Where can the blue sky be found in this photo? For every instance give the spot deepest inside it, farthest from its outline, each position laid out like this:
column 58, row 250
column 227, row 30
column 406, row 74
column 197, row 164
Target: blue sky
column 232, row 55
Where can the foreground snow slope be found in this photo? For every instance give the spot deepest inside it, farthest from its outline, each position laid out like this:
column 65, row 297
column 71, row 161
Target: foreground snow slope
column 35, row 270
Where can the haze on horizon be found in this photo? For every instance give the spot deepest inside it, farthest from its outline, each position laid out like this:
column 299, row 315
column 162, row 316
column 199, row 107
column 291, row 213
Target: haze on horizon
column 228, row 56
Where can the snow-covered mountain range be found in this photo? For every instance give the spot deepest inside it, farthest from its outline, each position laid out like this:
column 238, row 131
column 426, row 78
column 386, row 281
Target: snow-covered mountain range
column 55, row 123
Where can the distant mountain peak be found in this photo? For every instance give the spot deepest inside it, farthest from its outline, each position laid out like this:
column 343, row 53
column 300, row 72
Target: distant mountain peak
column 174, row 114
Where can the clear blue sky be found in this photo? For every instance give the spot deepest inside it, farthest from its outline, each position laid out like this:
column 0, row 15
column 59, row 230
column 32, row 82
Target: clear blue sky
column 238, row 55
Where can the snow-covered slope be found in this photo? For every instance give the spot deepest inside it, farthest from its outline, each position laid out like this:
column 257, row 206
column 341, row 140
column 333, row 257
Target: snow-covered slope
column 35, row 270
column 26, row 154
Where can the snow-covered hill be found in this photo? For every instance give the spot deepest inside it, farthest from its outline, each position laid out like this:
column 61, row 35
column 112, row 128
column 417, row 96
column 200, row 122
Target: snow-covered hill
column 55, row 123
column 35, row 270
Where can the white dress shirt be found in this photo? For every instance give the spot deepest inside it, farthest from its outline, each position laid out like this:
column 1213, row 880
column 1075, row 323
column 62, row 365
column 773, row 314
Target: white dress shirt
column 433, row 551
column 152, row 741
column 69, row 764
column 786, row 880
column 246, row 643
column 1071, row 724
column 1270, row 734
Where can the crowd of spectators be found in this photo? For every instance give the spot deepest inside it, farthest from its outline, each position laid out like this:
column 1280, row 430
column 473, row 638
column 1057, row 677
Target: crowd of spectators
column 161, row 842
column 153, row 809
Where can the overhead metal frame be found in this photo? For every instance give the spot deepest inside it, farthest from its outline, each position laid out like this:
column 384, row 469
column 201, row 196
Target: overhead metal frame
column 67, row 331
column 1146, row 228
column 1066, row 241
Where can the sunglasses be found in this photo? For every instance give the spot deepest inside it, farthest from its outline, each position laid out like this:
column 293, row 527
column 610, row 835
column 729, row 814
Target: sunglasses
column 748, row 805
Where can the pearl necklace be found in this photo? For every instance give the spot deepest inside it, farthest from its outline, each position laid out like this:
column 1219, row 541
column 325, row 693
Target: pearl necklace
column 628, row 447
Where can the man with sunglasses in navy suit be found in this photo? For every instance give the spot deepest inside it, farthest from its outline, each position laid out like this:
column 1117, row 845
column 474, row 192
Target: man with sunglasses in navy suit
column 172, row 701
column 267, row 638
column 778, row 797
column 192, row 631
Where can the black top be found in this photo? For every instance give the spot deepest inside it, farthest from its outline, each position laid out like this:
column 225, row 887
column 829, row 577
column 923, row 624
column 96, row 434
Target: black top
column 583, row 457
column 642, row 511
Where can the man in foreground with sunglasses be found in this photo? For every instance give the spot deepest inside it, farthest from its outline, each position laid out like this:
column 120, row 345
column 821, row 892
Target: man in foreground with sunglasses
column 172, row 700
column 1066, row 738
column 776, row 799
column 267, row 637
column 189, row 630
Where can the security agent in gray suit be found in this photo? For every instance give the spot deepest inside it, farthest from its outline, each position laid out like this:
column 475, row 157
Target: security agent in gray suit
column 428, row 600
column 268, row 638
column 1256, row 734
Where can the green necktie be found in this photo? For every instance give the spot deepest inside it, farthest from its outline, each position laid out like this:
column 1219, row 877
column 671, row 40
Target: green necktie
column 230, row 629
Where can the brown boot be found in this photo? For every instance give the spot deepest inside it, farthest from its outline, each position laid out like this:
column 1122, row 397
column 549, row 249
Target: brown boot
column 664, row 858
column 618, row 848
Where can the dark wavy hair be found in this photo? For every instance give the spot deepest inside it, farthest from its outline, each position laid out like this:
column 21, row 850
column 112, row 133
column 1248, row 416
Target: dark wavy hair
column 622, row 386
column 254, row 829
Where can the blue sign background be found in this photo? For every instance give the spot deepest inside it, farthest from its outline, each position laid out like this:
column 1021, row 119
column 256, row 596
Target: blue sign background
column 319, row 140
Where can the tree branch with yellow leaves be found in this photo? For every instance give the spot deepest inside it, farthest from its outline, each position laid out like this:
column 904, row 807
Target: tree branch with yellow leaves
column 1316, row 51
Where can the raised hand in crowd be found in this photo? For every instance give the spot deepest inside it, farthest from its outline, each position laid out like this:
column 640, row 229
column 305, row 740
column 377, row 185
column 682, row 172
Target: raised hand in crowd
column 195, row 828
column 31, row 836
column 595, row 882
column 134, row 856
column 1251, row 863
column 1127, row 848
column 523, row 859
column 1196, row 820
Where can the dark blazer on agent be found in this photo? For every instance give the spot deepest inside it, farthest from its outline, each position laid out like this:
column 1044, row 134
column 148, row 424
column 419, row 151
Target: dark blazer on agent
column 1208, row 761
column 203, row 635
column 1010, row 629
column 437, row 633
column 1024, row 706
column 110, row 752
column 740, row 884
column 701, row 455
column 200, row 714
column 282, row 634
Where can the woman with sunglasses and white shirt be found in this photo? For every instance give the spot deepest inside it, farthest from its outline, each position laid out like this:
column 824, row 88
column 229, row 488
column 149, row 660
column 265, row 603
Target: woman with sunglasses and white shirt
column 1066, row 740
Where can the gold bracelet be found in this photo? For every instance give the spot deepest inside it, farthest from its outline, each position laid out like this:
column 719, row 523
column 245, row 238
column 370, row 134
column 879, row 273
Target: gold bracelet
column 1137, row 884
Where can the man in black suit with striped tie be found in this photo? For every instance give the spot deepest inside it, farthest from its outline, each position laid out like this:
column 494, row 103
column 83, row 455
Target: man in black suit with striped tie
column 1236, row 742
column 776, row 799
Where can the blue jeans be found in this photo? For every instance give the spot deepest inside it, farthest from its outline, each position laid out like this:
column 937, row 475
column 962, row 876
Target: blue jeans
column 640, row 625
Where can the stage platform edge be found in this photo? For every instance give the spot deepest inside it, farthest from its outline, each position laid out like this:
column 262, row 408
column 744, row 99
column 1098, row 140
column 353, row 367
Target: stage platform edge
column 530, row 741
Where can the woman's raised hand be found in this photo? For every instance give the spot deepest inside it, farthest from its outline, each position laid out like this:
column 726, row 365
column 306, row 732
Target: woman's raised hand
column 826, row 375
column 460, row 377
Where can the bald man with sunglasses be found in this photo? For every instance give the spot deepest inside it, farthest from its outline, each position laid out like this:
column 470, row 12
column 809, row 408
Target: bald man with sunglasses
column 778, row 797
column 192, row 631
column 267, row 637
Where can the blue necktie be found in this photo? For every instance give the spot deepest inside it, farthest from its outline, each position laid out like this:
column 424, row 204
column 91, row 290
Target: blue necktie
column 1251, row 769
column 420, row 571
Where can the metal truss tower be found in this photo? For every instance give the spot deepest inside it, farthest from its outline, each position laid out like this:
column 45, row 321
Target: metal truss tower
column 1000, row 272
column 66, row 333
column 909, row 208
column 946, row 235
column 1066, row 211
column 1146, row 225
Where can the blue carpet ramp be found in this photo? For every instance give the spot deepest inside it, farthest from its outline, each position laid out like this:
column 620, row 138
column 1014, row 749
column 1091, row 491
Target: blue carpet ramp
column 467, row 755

__WHAT IS EXPECTED__
Put everything in the items from the line containing "Where can the security" down to the line containing "column 1256, row 734" into a Markdown table with the columns Row and Line. Give a row number and one line per row, and leave out any blank lines.

__REPLY__
| Row | Line |
|---|---|
| 1 | Where can the security agent in gray suit be found in this photo? For every instance give the spot deepest inside it, farthest from its outline, each position laid out like this: |
| 2 | column 475, row 157 |
| 3 | Target: security agent in gray suit |
| 4 | column 428, row 600 |
| 5 | column 268, row 638 |
| 6 | column 1256, row 734 |